● **Given task**: In the reader comments below, which file does the final comment say looks fine?

● **Selected extract**:
-- Begin --
Reader Comments (107)
What's all this mean in English?
In English, they have mixed up the Northern and Southern hemispheres, or in Anglo Saxon they do not know their arse from their elbow. And its twice over as they also think up is down ;)
There was never a drill hole that went from surface to sky in all my mineral exploration years.
What is wrong with the standard of "easy" science these days?
Geoff
Come back Harry. All is forgiven.
In the software industry, mistakes happen frequently and sometimes a minor error can look horrendous to the user(customer), but it's an easy fix.
What matters , is not the error, it's how fast it is fixed and how honest is the explanation.
Did this happen because they were trying to fudge the results and hope no one noticed?
Has anyone thought of just asking John Kennedy about this? Maybe it is a mistake, but maybe not (I've had a quick look at the data files and it's not obvious to me what the problem is)
Upside down data? No problem! Ask Mikey Mann!
Nonsense! This data is all provided by peer-reviewed scientists - so it can't be wrong!
What are 'Reader John McLean's' qualifications? If he has no peer reviewed papers, or is not a practising approved climate scientist, who is he to say that 97% of real scientists are wrong? This is obviously a smear campaign being started by highly-paid Big Oil disinformation specialists... and, in any case, no matter what the data says, it doesn't affect our conclusions....
/sarc - in case anyone needs it... :)
I do hope that Anthony picks up on this. I'd love to read Willis's take on it. The thing is, had the error not been spotted how many government diktats would have been born on the back of it?
Make one kinda proud of a great British institution! Trust me, I'm a Climate Scientist!
This is the body that has repeatedly & consistenty told us through the UNIPCC that the Sun has no significant affect upon Earth's climate, yet recently had the gaul to announce that we could be getting colder NH winters as a result of significantly reduced Solar activity! I do wish they'd make up there minds which it is! No credibility!
Mailman. What's it mean in English?
CRU and co. still can't code.
C'mon, it's just through the looking glass. We already know where we are.
===================
The https://crudata.uea.ac.uk/cru/data/temperature/HadSST3-nh.dat file looks fine to me. Either its already fixed or the author of the post is mistaken. Verified by checking the netcdf gridded fields; NH anomalies are warmer in recent years than SH anomalies, which is correct.
-- End --
[Extracted records]
-- Begin --
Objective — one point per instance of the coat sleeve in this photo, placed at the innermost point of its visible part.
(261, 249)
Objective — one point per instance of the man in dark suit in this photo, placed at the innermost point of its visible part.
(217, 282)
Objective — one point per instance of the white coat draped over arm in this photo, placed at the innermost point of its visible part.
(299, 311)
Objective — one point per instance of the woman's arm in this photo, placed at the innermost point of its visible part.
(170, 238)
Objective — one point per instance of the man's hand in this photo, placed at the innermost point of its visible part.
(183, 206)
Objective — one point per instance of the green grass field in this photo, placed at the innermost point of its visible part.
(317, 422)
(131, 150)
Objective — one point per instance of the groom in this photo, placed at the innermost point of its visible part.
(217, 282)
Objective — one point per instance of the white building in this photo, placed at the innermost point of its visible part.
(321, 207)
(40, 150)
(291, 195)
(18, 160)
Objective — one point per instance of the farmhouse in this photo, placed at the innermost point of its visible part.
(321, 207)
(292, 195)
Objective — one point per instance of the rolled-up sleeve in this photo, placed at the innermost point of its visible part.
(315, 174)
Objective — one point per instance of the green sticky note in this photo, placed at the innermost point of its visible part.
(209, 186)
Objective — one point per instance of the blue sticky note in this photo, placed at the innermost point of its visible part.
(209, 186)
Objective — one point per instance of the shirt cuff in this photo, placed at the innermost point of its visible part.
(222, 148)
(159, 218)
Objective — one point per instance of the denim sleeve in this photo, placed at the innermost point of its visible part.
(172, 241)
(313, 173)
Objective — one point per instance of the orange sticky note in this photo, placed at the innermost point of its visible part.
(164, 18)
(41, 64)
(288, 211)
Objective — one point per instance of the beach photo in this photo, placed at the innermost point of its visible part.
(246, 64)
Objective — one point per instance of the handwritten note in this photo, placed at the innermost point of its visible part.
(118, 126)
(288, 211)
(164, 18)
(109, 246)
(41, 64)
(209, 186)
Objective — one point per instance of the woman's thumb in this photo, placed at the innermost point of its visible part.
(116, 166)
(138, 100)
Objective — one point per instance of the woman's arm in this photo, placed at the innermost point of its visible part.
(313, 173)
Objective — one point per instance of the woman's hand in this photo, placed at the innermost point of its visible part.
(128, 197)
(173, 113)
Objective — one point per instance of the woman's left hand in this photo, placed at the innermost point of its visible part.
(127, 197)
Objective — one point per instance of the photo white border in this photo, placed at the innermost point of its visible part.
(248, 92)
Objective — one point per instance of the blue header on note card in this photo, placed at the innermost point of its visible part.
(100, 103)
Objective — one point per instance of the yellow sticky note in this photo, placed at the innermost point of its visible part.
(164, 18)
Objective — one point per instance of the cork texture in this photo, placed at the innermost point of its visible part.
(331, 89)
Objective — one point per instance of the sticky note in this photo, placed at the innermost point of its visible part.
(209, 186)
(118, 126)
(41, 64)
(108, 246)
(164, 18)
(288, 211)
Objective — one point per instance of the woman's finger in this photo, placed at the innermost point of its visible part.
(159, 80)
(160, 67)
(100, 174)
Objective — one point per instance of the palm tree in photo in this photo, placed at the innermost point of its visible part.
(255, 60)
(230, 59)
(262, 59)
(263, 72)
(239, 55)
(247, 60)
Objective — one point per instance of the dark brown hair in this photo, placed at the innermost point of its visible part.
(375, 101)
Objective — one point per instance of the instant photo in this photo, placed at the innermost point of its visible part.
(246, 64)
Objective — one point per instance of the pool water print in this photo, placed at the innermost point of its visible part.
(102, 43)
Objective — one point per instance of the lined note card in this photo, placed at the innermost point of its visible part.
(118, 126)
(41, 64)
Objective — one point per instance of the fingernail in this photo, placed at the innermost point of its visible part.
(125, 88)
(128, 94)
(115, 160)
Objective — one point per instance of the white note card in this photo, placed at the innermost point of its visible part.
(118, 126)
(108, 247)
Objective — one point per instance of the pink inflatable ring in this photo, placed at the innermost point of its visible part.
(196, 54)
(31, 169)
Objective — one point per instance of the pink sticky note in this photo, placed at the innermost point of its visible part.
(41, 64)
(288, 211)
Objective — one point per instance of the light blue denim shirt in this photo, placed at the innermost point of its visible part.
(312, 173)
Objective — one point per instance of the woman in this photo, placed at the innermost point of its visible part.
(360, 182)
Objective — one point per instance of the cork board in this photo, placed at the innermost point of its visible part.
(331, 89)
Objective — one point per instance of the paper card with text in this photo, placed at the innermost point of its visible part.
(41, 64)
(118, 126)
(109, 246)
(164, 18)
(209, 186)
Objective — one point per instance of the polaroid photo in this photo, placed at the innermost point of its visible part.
-- End --
● **Final result**: The HadSST3-nh.dat file at https://crudata.uea.ac.uk/cru/data/temperature/HadSST3-nh.dat.